**WHAT THE TASK REQUIRES:** Look through the entries below. Report each line that has the word "water" in it.

Items from a dataset
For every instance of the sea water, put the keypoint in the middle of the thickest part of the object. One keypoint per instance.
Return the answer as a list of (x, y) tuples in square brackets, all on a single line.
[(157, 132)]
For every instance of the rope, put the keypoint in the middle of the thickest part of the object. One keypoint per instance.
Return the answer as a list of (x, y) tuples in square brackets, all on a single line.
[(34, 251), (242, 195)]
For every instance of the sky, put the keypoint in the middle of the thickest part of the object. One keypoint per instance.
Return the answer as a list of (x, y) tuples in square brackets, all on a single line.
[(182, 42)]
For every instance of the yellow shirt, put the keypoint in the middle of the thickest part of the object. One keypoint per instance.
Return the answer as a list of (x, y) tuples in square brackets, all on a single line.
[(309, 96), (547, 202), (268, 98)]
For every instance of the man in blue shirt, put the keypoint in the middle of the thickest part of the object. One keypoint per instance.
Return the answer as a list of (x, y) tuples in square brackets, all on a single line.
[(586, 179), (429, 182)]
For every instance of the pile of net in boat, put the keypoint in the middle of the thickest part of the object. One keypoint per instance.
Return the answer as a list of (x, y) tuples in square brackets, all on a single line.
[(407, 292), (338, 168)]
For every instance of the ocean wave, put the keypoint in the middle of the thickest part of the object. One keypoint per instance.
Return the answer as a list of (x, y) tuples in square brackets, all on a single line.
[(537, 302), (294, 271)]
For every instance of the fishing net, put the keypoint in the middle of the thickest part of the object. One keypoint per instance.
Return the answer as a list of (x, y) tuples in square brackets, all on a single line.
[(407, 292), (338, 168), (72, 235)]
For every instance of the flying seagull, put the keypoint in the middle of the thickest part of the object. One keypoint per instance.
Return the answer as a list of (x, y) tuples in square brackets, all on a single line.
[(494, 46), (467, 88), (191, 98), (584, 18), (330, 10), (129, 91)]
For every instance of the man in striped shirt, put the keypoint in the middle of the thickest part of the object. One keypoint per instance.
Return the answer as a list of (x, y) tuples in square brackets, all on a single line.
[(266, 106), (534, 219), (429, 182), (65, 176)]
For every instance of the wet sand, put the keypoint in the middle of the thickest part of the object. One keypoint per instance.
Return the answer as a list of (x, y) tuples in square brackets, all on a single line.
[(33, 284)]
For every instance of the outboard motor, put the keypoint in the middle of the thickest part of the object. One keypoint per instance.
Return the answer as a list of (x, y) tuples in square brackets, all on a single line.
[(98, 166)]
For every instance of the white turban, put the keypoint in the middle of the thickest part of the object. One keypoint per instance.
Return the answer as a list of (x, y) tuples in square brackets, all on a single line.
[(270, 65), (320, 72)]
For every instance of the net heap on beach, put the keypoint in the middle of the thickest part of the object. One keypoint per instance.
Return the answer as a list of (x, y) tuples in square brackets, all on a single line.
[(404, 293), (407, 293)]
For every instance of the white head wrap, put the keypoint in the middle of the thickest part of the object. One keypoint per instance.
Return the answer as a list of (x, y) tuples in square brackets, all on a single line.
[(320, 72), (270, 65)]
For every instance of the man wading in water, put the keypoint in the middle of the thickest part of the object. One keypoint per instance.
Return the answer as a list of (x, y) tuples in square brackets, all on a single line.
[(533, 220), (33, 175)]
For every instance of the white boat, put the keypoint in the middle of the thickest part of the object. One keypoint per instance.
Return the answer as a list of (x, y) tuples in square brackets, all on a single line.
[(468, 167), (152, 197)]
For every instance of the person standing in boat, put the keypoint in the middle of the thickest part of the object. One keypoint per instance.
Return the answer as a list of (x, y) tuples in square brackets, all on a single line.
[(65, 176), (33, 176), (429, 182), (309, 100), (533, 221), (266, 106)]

**SOLUTION TO THE PROBLEM:**
For every instance of the sea water, put the keypoint in the middle of the thickest part of the object. One keypoint per instance.
For every instance of the man wading in water, put the keypoint in the middle of the thickest part of the object. One keypoint per instance.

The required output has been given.